[Saved data entries]
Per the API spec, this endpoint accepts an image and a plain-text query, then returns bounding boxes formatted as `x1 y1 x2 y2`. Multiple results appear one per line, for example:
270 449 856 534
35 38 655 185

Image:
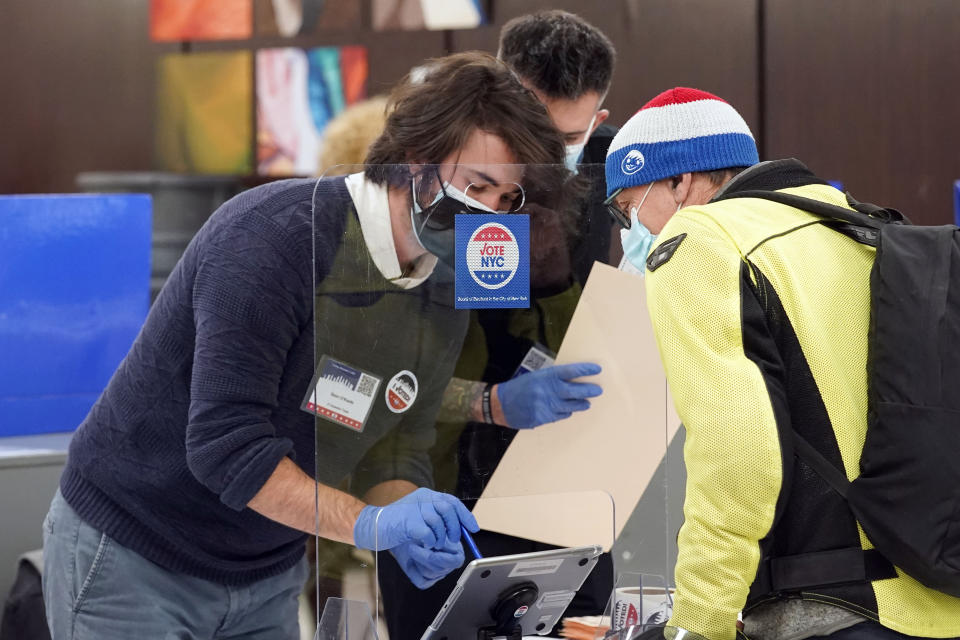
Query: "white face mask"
412 180 498 216
442 182 497 213
563 114 597 173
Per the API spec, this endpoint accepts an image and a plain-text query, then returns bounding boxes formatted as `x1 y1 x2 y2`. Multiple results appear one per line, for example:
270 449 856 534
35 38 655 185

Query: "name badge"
617 253 645 277
301 355 381 432
512 343 556 379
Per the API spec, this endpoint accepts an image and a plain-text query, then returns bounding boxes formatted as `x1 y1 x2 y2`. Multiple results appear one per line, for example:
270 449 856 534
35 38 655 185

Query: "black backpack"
725 189 960 597
0 552 51 640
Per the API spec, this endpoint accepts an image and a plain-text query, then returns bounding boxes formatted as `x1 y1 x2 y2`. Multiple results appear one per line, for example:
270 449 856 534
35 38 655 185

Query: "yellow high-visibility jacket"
646 160 960 640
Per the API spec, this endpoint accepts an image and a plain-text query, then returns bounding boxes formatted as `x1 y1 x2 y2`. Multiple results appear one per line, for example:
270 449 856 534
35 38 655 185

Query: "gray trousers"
42 489 308 640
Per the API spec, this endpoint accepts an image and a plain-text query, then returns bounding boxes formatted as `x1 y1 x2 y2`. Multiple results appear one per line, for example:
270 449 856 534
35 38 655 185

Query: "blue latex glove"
390 538 466 589
496 362 603 429
353 487 479 551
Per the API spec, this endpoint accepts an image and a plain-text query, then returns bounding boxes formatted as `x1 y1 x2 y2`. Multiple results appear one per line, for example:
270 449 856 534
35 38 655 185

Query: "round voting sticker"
466 222 520 290
385 370 418 413
513 605 529 619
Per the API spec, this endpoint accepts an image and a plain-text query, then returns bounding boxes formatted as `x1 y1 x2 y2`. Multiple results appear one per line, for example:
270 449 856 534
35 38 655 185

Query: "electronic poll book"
420 545 603 640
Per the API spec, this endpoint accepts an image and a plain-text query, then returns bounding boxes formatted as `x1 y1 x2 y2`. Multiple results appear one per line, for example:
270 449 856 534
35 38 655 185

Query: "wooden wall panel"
18 0 960 224
0 0 155 194
188 29 447 98
0 2 446 195
765 0 960 225
0 1 757 195
453 0 760 132
363 31 447 94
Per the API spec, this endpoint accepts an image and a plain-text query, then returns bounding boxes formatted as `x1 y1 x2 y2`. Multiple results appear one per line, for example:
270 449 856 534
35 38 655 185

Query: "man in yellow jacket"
604 87 960 640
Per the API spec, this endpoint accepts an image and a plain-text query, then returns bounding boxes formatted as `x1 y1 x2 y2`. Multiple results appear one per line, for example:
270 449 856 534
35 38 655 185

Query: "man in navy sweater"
41 52 568 640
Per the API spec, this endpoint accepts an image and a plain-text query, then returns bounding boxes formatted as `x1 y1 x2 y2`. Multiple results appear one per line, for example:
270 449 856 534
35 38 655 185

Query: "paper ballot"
472 262 681 550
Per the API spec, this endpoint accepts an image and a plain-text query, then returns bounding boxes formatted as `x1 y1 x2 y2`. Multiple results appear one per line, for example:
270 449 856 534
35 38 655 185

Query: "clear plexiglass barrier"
306 164 682 640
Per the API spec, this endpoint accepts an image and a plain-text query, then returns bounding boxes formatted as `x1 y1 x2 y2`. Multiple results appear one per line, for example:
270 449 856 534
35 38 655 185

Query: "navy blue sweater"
62 177 467 585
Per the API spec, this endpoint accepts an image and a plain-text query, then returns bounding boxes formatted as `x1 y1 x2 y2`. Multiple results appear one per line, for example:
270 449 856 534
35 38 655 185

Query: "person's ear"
671 173 693 205
592 109 610 133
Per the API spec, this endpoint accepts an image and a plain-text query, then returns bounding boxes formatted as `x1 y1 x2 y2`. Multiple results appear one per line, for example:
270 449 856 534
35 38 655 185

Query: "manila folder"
472 262 681 550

_Try it:_
Copy the data exactly. Any picture it contains is to be omitted.

_Task response:_
Per the API spec, this endpoint accepts an image and a plain-text query, then returns bounding boxes formatted as `x1 y1 x2 y2`. Multiple results appear one per line, for example:
270 449 856 534
35 38 655 185

Image:
Query: "white face mask"
412 180 498 216
442 182 497 213
563 114 597 173
Per the API spec, this endpoint accepts an image and a plain-text query, then returns bounding boxes formatted as `x1 y1 x2 y2`. Multiple results appear one per line, for example:
270 449 856 534
35 38 655 185

Query: "name badge"
617 253 645 277
301 355 381 432
512 343 556 379
Per the API spec, this endpoint accepts an image and a plain-text query, then returns bounding boxes formatted as `x1 y1 x2 y2`. Multiple results appear one per line, for example:
270 449 856 534
35 38 655 185

Query: "black backpack"
725 189 960 597
0 552 51 640
Per the API spec, this endpoint accepts an image and a plain-text query, then returns bounding boxes formatted as `x1 y1 x2 y2`. Multiple results appear one per line, for example:
270 449 856 534
35 38 655 185

Query: "yellow high-visibility jacket"
646 160 960 640
Per the API spec, this endpoint accepts an image and a plain-text query, then returns bounding boxes formatted as `x1 y1 x2 y2`. Multiple results appear one per line, for example:
270 449 856 534
35 38 655 185

Query: "gray trousers"
42 489 308 640
Per the API spec, this endpoint accepts an image and a plain-text query, then returns bounding boxes formatted as `x1 y1 x2 y2`. Multiple results appear one per line, for example:
270 449 856 534
35 38 655 185

Query: "blue latex glove"
390 538 466 589
496 362 603 429
353 487 479 551
Per the API spec, this endpoint accepts an image and a plain-text query, then returns bounding boxes formatted as `x1 y1 x2 y2`. Multiple results appear one per line, for example:
270 449 856 534
35 38 655 185

Query: "round voting sticker"
466 222 520 290
385 370 418 413
513 605 529 619
Per the API spec, this endpoint accepts an image and a plain-text query, then returns bounding boxes formatted as `x1 y1 x2 y2`. Multiple results appear one per line, for example:
270 449 856 534
35 38 655 185

Query: "electronic poll book"
420 545 603 640
Per the API spec, this endpoint accepts an image and a plain-text query, then returns bounding boxes formatted as `x1 y1 x2 y2`. Multiple results appear one per line, for example:
270 449 856 534
35 38 655 185

Query: "wooden wall panel"
18 0 960 224
0 0 155 194
188 29 447 98
0 2 446 195
765 0 960 225
0 1 757 195
453 0 760 132
363 31 447 94
Per the API spec, this endpoint accepts an image and a plain-text query, then returns bounding boxes formatted as `x1 y1 x2 y2`. Multiple results appear one per line, for example:
270 449 856 534
35 38 655 185

Query: "man in yellow jacket"
604 87 960 640
Per the API spec, this endpoint accepts an image and a plain-text query, then returns bounding boxes formatted as `x1 y1 x2 y2`. Multiple results appear one per line, for example:
270 449 856 534
35 38 655 185

Query: "man in navy sweater"
41 52 568 640
Per the API spec, this endpoint accepts an image and a plain-text query, then returns bounding boxes formatted as `x1 y1 x2 y2`. Multiple results appear one per line, for example:
270 449 856 534
35 38 655 185

Query: "paper ballot"
472 262 681 550
Per the API spec, this endpoint accepts an image and a plain-text query, then returns bounding boxes formatted as `x1 y1 x2 y2`. Multiple results appear one per line, for example:
270 449 856 534
35 38 655 185

Query: "clear plexiglass barrier"
306 164 682 640
Per the API spec, this endpoint accepts an image and a plain-text query, then returns bounding boxes formatted as `x1 y1 x2 y2`. Multiple results appear one per line, for example:
270 449 856 534
35 38 655 185

Query: "navy blue sweater"
62 177 467 585
Per the API spec, this endpoint accepts an image and a plain-text query, then returns bounding boxes formatted as `x1 y1 x2 y2`. Multiple results appear one per line, for example:
270 449 856 534
35 38 655 185

Query: "person's ear"
671 173 693 205
592 109 610 133
Per the API spec, this endpoint accepts an image and a plain-text query, then returns bounding boxes formatted as `x1 y1 x2 y2`. Multiple results appear one per line, for example:
270 449 856 534
35 38 655 185

Query: "manila folder"
472 262 681 550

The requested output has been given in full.